**Exercise data**

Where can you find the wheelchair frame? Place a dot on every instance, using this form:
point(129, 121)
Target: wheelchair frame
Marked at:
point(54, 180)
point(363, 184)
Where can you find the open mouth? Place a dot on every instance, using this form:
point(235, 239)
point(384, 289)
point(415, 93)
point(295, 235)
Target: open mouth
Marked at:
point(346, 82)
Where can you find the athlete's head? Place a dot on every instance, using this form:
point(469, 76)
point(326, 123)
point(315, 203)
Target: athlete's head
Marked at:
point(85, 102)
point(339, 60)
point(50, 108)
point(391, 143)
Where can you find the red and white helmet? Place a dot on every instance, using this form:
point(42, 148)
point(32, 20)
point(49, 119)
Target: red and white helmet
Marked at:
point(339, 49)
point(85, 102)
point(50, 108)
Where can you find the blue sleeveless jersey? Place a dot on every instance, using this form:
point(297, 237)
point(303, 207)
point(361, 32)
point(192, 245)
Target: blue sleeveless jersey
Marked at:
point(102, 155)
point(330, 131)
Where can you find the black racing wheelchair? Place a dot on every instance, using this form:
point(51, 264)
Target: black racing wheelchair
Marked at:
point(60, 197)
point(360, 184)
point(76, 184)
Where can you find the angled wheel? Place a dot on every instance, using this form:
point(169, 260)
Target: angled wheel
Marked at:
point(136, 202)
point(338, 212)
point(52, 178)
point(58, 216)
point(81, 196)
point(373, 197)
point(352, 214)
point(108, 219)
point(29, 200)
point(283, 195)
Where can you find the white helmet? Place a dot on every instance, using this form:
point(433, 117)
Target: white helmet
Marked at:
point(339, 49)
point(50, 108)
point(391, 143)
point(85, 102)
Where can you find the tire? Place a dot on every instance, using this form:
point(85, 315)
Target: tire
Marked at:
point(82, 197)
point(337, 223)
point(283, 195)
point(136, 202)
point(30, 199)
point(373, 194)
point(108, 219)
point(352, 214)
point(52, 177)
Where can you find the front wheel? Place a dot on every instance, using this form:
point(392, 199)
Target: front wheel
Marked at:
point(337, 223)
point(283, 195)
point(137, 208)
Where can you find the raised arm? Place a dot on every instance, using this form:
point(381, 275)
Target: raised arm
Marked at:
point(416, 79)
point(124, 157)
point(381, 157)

**Try it**
From the records above, retype only the lines starting at the line that contains "point(384, 289)" and ending at the line that contains "Target: blue sleeveless jersey", both included.

**Answer area**
point(384, 289)
point(415, 93)
point(295, 235)
Target: open mouth
Marked at:
point(346, 82)
Where can you find the athlete's head? Place a dot on every instance, using this form:
point(469, 76)
point(326, 123)
point(315, 203)
Target: athlete's head
Marked at:
point(85, 102)
point(339, 60)
point(50, 108)
point(391, 143)
Where can you find the red and white helmet? Place a dot on every instance, using this form:
point(42, 148)
point(32, 20)
point(49, 119)
Target: red and white helmet
Marked at:
point(339, 49)
point(85, 102)
point(50, 108)
Where can you find the blue sleeveless jersey? Place a dot on every instance, using this form:
point(297, 237)
point(303, 207)
point(361, 32)
point(192, 245)
Target: blue sleeveless jersey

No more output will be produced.